--- TASK ITEM ---
Before printing, remove every picture; then print the lines below exactly, from the first line through the line containing "825L247 856L0 937L3".

--- Stored items ---

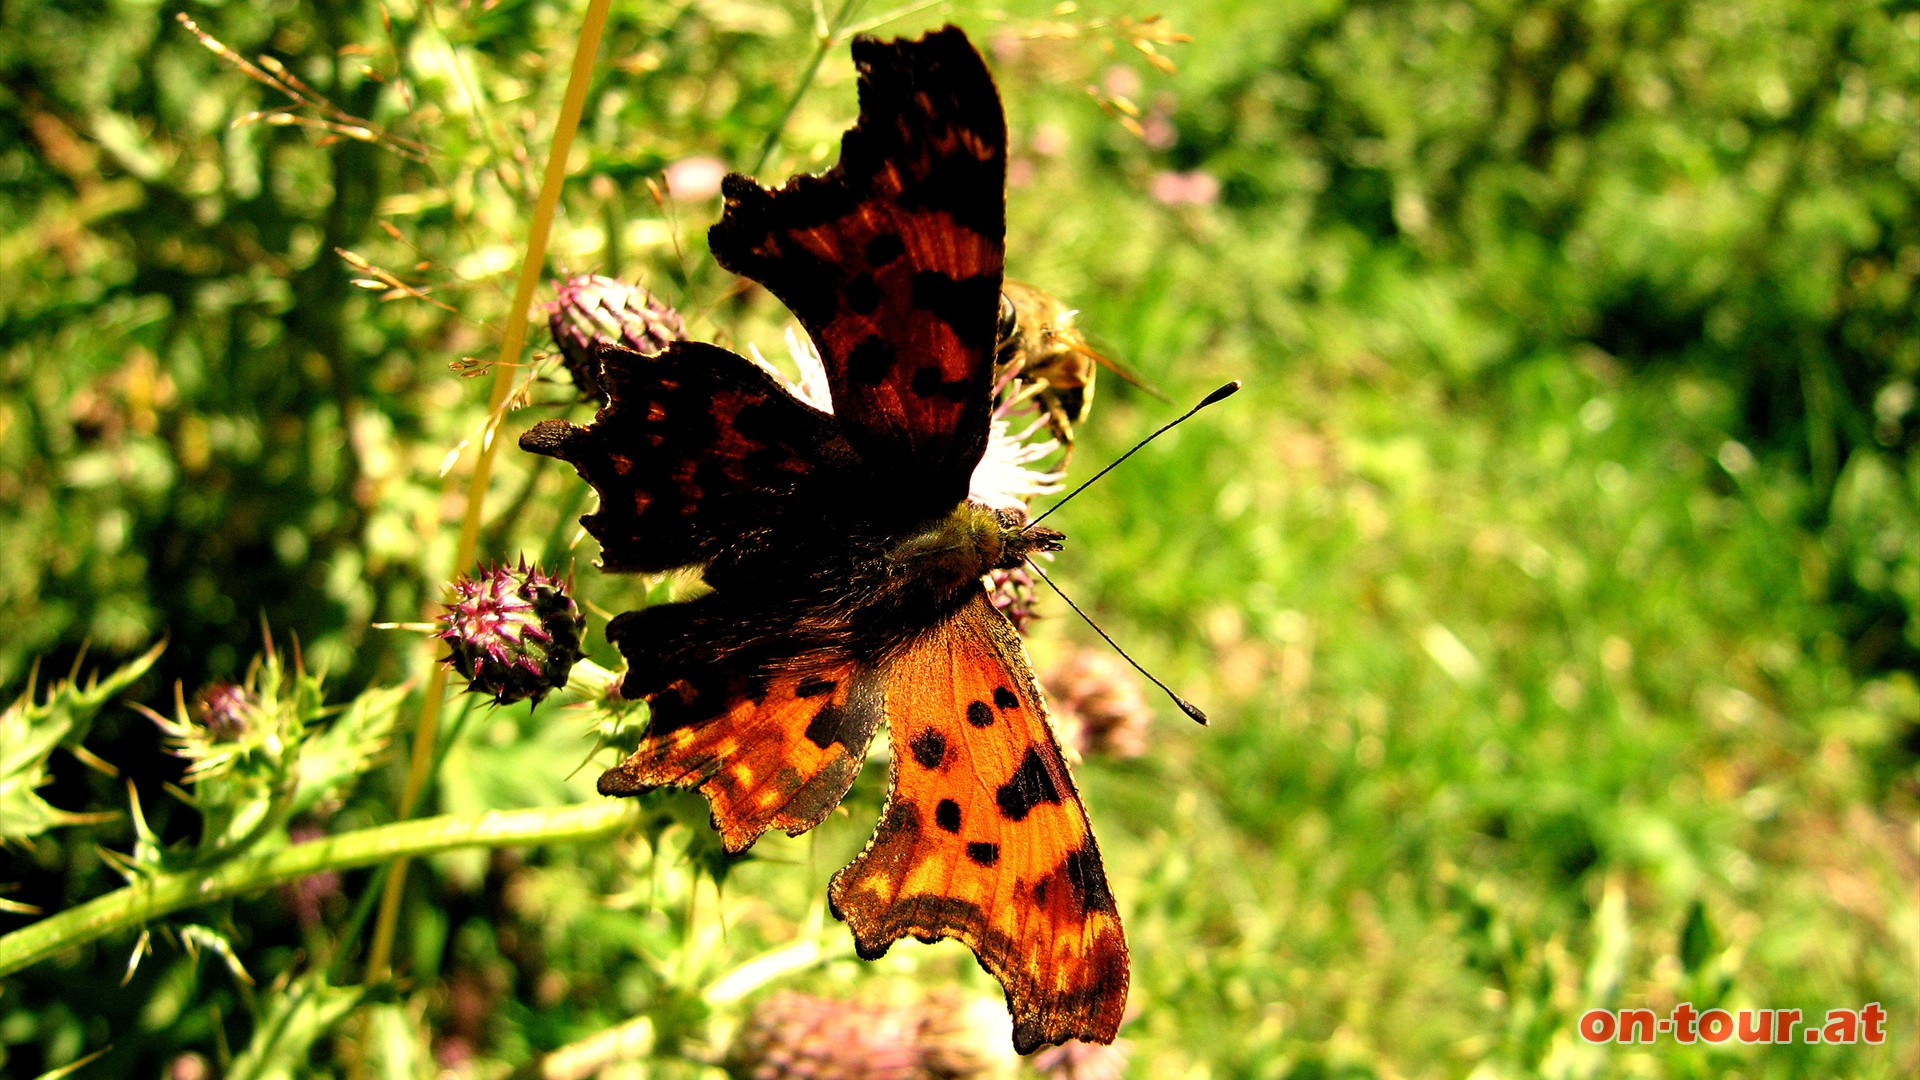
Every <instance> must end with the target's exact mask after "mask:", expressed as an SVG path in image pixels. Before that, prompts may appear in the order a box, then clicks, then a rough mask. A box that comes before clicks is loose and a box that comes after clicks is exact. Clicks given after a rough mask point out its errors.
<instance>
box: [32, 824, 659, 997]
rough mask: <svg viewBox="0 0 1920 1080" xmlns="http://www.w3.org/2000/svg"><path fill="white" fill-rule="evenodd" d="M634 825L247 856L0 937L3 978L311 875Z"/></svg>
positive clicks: (437, 825)
mask: <svg viewBox="0 0 1920 1080" xmlns="http://www.w3.org/2000/svg"><path fill="white" fill-rule="evenodd" d="M636 817H637V805H636V803H632V801H628V799H620V801H611V799H607V801H591V803H578V805H566V807H541V809H524V811H488V813H482V815H472V817H465V815H444V817H422V819H417V821H397V822H394V824H382V826H374V828H361V830H357V832H346V834H340V836H328V838H324V840H313V842H307V844H294V846H292V847H280V849H276V851H261V853H248V855H240V857H236V859H232V861H228V863H221V865H219V867H215V869H211V871H192V872H180V874H154V876H150V878H142V880H138V882H134V884H131V886H127V888H121V890H115V892H109V894H106V896H100V897H94V899H88V901H86V903H83V905H79V907H69V909H67V911H61V913H58V915H48V917H46V919H42V920H38V922H33V924H29V926H23V928H19V930H13V932H12V934H8V936H4V938H0V976H6V974H12V972H15V970H19V969H23V967H27V965H35V963H40V961H44V959H48V957H54V955H58V953H61V951H65V949H71V947H77V945H84V944H86V942H94V940H98V938H104V936H108V934H113V932H117V930H127V928H131V926H138V924H142V922H148V920H152V919H159V917H163V915H171V913H175V911H179V909H182V907H194V905H202V903H213V901H221V899H228V897H234V896H246V894H252V892H259V890H263V888H269V886H276V884H280V882H290V880H296V878H303V876H307V874H319V872H323V871H349V869H355V867H367V865H372V863H382V861H386V859H394V857H413V855H432V853H438V851H451V849H455V847H518V846H526V844H576V842H582V840H599V838H603V836H614V834H618V832H624V830H630V828H632V826H634V821H636Z"/></svg>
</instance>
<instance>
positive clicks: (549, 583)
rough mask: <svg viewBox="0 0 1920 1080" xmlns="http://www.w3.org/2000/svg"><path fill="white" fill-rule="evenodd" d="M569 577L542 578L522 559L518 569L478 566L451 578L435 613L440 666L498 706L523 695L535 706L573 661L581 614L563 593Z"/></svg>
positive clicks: (522, 700) (582, 623)
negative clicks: (441, 657)
mask: <svg viewBox="0 0 1920 1080" xmlns="http://www.w3.org/2000/svg"><path fill="white" fill-rule="evenodd" d="M568 588H570V582H566V580H563V578H557V577H549V575H545V573H541V571H540V569H538V567H528V565H526V559H522V561H520V565H518V567H507V565H497V567H482V569H480V573H476V575H472V577H465V578H459V580H455V582H453V600H451V601H449V603H447V609H445V611H444V613H442V615H440V621H442V623H445V626H444V628H442V630H440V638H442V640H444V642H447V648H449V655H447V659H445V663H447V665H449V667H453V671H457V673H461V676H463V678H467V688H468V690H472V692H474V694H492V696H493V701H495V703H497V705H511V703H513V701H524V700H528V698H532V700H534V703H536V705H538V703H540V700H541V698H545V696H547V692H549V690H559V688H561V686H566V673H570V671H572V669H574V663H576V661H578V659H580V634H582V630H584V628H586V617H584V615H582V613H580V607H576V605H574V600H572V598H570V596H568V594H566V590H568Z"/></svg>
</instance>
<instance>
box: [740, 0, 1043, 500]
mask: <svg viewBox="0 0 1920 1080" xmlns="http://www.w3.org/2000/svg"><path fill="white" fill-rule="evenodd" d="M852 58H854V65H856V67H858V71H860V121H858V125H854V129H852V131H849V133H847V135H845V138H841V160H839V165H835V167H833V169H831V171H829V173H826V175H822V177H795V179H791V181H789V183H787V184H785V186H781V188H778V190H766V188H762V186H760V184H756V183H753V181H751V179H747V177H739V175H733V177H728V179H726V184H724V186H722V190H724V192H726V213H724V215H722V217H720V223H718V225H714V227H712V233H710V234H708V242H710V244H712V252H714V258H716V259H718V261H720V265H724V267H728V269H732V271H733V273H741V275H747V277H751V279H755V281H758V282H762V284H766V288H768V290H772V292H774V296H778V298H780V300H781V302H785V306H787V307H789V309H793V315H795V317H797V319H799V321H801V325H803V327H806V332H808V334H812V338H814V344H818V346H820V356H822V359H824V361H826V369H828V382H829V386H831V390H833V411H835V415H837V417H839V421H841V427H843V430H845V434H847V442H849V444H852V448H854V452H858V454H860V457H862V459H864V461H866V463H868V467H870V469H872V471H874V475H876V479H877V480H879V482H881V484H883V486H885V488H887V498H889V500H904V502H902V505H900V511H902V519H918V517H929V515H935V513H943V511H947V509H950V507H952V505H956V503H958V502H960V500H964V498H966V492H968V479H970V477H972V473H973V465H975V463H979V457H981V452H983V450H985V446H987V413H989V407H991V405H989V390H991V377H993V346H995V323H996V317H998V304H1000V265H1002V250H1004V242H1006V121H1004V117H1002V115H1000V98H998V94H996V92H995V86H993V79H991V77H989V75H987V65H985V63H983V61H981V58H979V54H977V52H973V46H972V44H970V42H968V40H966V35H964V33H960V31H958V29H954V27H947V29H943V31H935V33H929V35H927V37H924V38H920V40H893V42H881V40H874V38H854V42H852Z"/></svg>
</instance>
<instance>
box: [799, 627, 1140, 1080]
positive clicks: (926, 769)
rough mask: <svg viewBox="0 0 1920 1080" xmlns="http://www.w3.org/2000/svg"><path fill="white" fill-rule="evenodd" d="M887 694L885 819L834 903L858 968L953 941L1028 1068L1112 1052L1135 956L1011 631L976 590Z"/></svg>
mask: <svg viewBox="0 0 1920 1080" xmlns="http://www.w3.org/2000/svg"><path fill="white" fill-rule="evenodd" d="M885 690H887V728H889V734H891V738H893V769H891V790H889V798H887V809H885V813H883V815H881V822H879V828H877V830H876V832H874V838H872V842H868V846H866V851H862V853H860V857H858V859H854V861H852V863H851V865H849V867H847V869H843V871H841V872H839V874H835V876H833V884H831V888H829V894H828V896H829V899H831V903H833V911H835V915H839V917H841V919H845V920H847V926H849V928H851V930H852V934H854V942H856V945H858V951H860V955H864V957H870V959H872V957H877V955H879V953H883V951H885V949H887V945H889V944H891V942H895V940H899V938H904V936H908V934H912V936H916V938H922V940H933V938H958V940H962V942H966V944H968V947H972V949H973V953H975V955H977V957H979V963H981V967H985V969H987V970H989V972H991V974H993V976H995V978H998V980H1000V986H1002V988H1006V1001H1008V1009H1010V1011H1012V1015H1014V1045H1016V1047H1018V1049H1020V1051H1021V1053H1025V1051H1031V1049H1035V1047H1039V1045H1043V1043H1060V1042H1066V1040H1069V1038H1081V1040H1091V1042H1112V1040H1114V1032H1116V1030H1117V1028H1119V1019H1121V1013H1123V1009H1125V1003H1127V942H1125V936H1123V932H1121V926H1119V911H1117V909H1116V905H1114V896H1112V892H1108V886H1106V871H1104V869H1102V865H1100V849H1098V846H1096V844H1094V838H1092V830H1091V826H1089V822H1087V809H1085V805H1083V803H1081V798H1079V792H1077V790H1075V788H1073V778H1071V774H1069V773H1068V767H1066V759H1064V757H1062V753H1060V746H1058V742H1056V740H1054V734H1052V728H1050V724H1048V723H1046V709H1044V705H1043V703H1041V696H1039V688H1037V686H1035V682H1033V675H1031V671H1029V669H1027V663H1025V659H1023V651H1021V648H1020V638H1018V636H1016V634H1014V628H1012V625H1008V623H1006V619H1004V617H1002V615H1000V613H998V611H995V609H993V601H991V600H989V598H987V594H985V590H981V592H979V596H977V598H973V600H970V601H968V605H966V607H962V609H960V611H958V613H956V615H952V617H948V619H947V621H945V623H941V625H939V626H935V628H933V630H929V632H927V634H925V636H924V638H920V640H918V642H916V644H914V646H912V648H908V650H906V651H904V653H902V655H899V657H895V659H893V661H889V663H887V667H885Z"/></svg>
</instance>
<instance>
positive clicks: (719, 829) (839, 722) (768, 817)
mask: <svg viewBox="0 0 1920 1080" xmlns="http://www.w3.org/2000/svg"><path fill="white" fill-rule="evenodd" d="M651 707H653V719H651V723H649V724H647V736H645V738H643V740H641V744H639V749H636V751H634V753H632V755H630V757H628V759H626V761H622V763H620V765H616V767H612V769H609V771H607V773H603V774H601V778H599V792H601V794H603V796H637V794H641V792H649V790H653V788H699V792H701V794H703V796H707V801H708V805H710V809H712V824H714V830H716V832H718V834H720V844H722V846H726V849H728V851H730V853H739V851H745V849H747V847H751V846H753V842H755V840H758V838H760V834H762V832H766V830H768V828H783V830H785V832H787V834H789V836H799V834H803V832H806V830H808V828H812V826H816V824H820V822H822V821H826V817H828V815H829V813H833V807H837V805H839V801H841V799H843V798H845V796H847V788H849V786H852V780H854V776H858V774H860V765H864V763H866V748H868V744H870V742H872V740H874V728H876V726H879V719H881V698H879V678H877V676H876V675H874V673H872V669H862V667H858V665H854V663H852V661H847V663H841V665H837V667H826V669H816V671H799V673H797V671H783V673H778V675H770V676H760V678H751V676H741V675H720V676H716V678H712V680H701V678H682V680H676V682H672V684H670V686H668V688H666V690H662V692H659V694H655V696H653V698H651Z"/></svg>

--- RESPONSE ---
Every <instance> must end with the target's exact mask after "mask:", expressed as an SVG path in image pixels. Before that, prompts may appear in the order a box, then clicks, then a rough mask. A box that comes before clicks is loose and a box that comes after clicks is exact. Clicks given after a rough mask point out its errors.
<instance>
box: [32, 824, 659, 997]
rough mask: <svg viewBox="0 0 1920 1080" xmlns="http://www.w3.org/2000/svg"><path fill="white" fill-rule="evenodd" d="M634 825L247 856L0 937L3 978L311 875Z"/></svg>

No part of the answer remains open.